» DATA LINES

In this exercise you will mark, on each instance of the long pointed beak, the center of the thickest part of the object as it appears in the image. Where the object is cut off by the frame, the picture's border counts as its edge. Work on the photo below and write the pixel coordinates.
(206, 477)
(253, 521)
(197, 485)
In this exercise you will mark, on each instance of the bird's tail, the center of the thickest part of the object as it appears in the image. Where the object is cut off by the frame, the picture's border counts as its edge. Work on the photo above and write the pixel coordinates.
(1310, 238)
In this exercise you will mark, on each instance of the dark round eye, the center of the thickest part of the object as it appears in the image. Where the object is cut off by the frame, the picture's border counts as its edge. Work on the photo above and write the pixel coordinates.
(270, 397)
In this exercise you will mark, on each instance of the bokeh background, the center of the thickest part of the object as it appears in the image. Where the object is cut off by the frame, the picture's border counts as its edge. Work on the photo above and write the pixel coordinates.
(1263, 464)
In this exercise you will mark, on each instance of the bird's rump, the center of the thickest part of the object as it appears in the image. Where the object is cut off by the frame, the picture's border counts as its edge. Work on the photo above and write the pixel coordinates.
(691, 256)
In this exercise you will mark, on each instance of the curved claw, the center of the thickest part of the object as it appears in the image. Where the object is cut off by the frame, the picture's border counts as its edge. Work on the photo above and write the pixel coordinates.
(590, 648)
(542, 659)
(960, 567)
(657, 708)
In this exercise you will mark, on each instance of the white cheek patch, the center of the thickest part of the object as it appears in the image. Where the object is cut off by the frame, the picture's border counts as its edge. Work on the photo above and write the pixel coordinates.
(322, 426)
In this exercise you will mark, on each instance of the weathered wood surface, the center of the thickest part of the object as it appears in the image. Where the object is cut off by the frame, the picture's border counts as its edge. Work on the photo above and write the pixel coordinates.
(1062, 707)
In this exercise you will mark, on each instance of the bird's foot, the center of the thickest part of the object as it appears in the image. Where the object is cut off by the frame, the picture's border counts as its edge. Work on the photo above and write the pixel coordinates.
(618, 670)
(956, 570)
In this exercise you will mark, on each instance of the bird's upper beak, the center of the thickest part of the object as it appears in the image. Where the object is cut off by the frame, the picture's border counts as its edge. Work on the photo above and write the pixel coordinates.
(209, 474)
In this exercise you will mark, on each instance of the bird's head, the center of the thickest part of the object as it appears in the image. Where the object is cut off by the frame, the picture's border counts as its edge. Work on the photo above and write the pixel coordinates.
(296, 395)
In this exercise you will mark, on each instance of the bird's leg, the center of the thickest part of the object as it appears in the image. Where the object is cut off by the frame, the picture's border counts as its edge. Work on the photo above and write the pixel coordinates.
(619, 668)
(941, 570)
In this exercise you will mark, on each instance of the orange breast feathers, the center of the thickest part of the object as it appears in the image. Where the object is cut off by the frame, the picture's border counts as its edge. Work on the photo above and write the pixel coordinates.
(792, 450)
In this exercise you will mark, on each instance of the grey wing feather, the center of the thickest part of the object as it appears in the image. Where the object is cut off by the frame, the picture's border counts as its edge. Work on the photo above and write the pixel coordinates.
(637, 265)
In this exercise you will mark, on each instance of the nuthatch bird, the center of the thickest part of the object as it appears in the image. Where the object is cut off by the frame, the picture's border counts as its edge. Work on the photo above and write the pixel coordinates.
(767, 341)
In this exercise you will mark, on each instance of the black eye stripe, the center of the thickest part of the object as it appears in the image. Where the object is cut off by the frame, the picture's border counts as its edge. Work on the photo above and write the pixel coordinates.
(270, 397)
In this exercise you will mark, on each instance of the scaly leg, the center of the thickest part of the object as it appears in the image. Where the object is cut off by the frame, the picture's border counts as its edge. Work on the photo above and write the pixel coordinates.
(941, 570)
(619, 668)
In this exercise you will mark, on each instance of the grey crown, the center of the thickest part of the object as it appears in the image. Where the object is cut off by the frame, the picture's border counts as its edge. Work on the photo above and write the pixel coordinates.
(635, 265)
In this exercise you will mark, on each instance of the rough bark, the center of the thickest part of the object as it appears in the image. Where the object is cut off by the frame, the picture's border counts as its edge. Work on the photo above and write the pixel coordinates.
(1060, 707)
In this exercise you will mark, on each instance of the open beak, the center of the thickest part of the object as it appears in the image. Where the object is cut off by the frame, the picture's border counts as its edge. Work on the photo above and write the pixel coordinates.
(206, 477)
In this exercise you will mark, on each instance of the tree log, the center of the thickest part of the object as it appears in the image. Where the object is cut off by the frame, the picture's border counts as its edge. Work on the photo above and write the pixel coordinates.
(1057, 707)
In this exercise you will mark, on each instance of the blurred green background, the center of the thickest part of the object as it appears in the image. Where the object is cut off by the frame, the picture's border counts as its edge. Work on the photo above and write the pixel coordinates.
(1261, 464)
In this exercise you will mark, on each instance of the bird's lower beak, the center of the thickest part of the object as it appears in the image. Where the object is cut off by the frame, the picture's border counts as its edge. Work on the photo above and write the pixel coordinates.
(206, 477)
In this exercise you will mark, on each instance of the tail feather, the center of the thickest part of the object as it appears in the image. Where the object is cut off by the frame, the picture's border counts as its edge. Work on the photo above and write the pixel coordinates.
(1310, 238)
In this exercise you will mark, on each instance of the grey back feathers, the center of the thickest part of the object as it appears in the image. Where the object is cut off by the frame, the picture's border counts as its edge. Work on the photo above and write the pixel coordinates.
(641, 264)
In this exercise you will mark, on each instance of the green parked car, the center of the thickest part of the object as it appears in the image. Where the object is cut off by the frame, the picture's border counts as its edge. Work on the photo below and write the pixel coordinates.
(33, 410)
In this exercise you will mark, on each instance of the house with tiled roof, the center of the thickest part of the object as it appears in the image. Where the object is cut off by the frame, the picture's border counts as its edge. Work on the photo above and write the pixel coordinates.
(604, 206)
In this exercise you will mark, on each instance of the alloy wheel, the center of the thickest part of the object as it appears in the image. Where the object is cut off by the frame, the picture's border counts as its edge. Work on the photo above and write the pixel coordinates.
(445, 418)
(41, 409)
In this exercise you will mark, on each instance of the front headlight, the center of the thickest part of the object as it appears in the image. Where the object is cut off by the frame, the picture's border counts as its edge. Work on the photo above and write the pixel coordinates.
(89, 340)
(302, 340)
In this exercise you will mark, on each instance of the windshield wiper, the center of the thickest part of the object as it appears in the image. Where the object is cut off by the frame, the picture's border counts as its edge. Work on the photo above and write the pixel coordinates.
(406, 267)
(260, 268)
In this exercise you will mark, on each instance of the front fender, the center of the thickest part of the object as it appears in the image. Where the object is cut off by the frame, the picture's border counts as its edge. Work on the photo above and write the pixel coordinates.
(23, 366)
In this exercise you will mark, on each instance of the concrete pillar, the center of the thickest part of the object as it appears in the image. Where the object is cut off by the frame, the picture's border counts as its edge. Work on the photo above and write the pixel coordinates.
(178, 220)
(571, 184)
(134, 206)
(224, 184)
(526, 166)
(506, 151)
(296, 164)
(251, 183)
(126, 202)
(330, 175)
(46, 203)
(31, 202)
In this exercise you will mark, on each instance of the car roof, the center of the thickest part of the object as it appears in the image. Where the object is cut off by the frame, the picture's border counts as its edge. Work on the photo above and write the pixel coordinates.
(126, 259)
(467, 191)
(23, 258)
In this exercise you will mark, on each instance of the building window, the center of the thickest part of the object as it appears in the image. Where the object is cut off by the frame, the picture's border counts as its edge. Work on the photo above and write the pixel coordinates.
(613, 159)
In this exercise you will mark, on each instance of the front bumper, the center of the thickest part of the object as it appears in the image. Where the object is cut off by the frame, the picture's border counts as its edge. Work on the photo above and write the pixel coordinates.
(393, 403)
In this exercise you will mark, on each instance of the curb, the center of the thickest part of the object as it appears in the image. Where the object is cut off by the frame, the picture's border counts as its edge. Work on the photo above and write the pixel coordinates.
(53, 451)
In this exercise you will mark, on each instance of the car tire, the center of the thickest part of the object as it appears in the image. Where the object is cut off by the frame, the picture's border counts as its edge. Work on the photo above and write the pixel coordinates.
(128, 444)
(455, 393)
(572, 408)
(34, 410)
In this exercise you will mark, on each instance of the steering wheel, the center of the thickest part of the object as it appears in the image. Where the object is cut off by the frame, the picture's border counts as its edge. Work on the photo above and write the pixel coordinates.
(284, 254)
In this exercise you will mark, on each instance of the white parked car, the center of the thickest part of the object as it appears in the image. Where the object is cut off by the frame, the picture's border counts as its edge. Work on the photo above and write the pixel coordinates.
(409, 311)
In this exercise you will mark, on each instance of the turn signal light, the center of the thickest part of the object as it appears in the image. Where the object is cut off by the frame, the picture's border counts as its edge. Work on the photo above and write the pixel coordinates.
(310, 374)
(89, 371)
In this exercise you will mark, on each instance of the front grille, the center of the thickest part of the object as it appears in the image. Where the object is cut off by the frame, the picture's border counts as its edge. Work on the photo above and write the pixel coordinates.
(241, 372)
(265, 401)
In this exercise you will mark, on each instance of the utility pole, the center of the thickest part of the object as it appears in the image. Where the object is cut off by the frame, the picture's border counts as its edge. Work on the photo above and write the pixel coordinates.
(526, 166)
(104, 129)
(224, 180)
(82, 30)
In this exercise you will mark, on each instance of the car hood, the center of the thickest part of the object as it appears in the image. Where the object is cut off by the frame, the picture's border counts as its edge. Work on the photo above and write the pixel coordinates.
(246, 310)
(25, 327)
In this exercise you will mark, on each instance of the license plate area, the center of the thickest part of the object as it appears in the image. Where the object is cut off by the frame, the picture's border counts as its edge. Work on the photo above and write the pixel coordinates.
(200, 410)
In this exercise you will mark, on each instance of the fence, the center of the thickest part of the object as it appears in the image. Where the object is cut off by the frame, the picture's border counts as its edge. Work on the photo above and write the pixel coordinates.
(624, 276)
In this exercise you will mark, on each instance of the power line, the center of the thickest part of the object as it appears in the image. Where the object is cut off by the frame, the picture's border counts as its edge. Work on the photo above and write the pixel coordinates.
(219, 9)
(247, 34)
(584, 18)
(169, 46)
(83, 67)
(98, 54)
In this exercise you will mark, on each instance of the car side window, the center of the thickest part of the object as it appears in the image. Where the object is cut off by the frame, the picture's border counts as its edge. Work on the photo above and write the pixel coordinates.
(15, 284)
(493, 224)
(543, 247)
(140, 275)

» DIRECTION
Can you rewrite the lines from the one containing "of the weathered" through the one containing "(1062, 707)", with "weathered wood surface" renamed to "wooden perch" and everything else kept the same?

» ANSWER TO THIS PROBLEM
In this exercise you will mark, on each instance of the wooden perch, the center of the thickest part of the object as it appears in the image. Where the object is cut off by the frame, the picture's border counts as its edge. Work on the photo above and write the pixel coordinates.
(1062, 707)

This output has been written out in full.